───── 文本片段 ─────

联合起来:首先将数据输入resnet,进行卷积同时对mask进行下采样,然后运行位置编码层,进行位置编码

class Joiner(nn.Sequential):
    def __init__(self, backbone, position_embedding):
        super().__init__(backbone, position_embedding)

    def forward(self, tensor_list: NestedTensor):
        # print(tensor_list.tensors.shape)
        # 前项传播,将数据输入backbone,shape:2, 3, 765, 911
        xs = self[0](tensor_list)
        # 输出:2, 2048, 24, 29,只返回layer4的结果
        # print(xs)
        out: List[NestedTensor] = []
        pos = []
        for name, x in xs.items():
            # print(name)
            # print(x.tensors.shape)
            out.append(x)
            # position encoding
            # 运行位置编码层
            pos.append(self[1](x).to(x.tensors.dtype))
            # print(pos.shape)

        return out, pos

2.transformer部分 

        我们在backbone部分得到了特征图和位置编码,其中特征图的维度batch_size*2048*H*W,mask维度batch_szie*H*W,我们首先将特征图 通过1*1的卷积降维至batch_size*256*H*W大小,通时构建维度为256*100的query向量,输入transformer网络中

encoder部分

        我们将position_embeding,特征图维度,mask分别变为HW*batch_size*256,HWxNx256,batch_size*HW,输入encoder中,对queries,和key加上位置编码,然后经过多头注意力机制,结构如下:

detr目标检测算法源码详解_第1张图片

代码如下:

class TransformerEncoderLayer(nn.Module):

    def __init__(self, d_model, nhead, dim_feedforward=2048, dropout=0.1,
                 activation="relu", normalize_before=False):
        super().__init__()

─────

— 任务指令 1 —
根据关于DETR源码的文本片段,特征图通过1*1卷积后被降维到多大?
— 任务指令 2 —
请从关于DETR源码的文本片段停下的地方接着往下写。
下面的数据是单独的材料,不属于关于DETR源码的文本片段。

───── 所给数据 ─────

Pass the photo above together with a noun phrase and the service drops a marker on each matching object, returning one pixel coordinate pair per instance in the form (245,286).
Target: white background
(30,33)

─────

— 回答 1 —
batch_size*256*H*W。

— 回答 2 —
        # dmodel:256 nhead:8
        self.self_attn = nn.MultiheadAttention(d_model, nhead, dropout=dropout)
        # Implementation of Feedforward model
        self.linear1 = nn.Linear(d_model, dim_feedforward)
        self.dropout = nn.Dropout(dropout)
        self.linear2 = nn.Linear(dim_feedforward, d_model)

        self.norm1 = nn.LayerNorm(d_model)
        self.norm2 = nn.LayerNorm(d_model)
        self.dropout1 = nn.Dropout(dropout)
        self.dropout2 = nn.Dropout(dropout)

        self.activation = _get_activation_fn(activation)
        self.normalize_before = normalize_before

    def with_pos_embed(self, tensor, pos: Optional[Tensor]):
        return tensor if pos is None else tensor + pos

    def forward_post(self,
                     src,
                     src_mask: Optional[Tensor] = None,
                     src_key_padding_mask: Optional[Tensor] = None,
                     pos: Optional[Tensor] = None):
        # shape:696, 2, 256
        q = k = self.with_pos_embed(src, pos) #只有K和Q 加入了位置编码;并没有对V做
        # print(q.shape)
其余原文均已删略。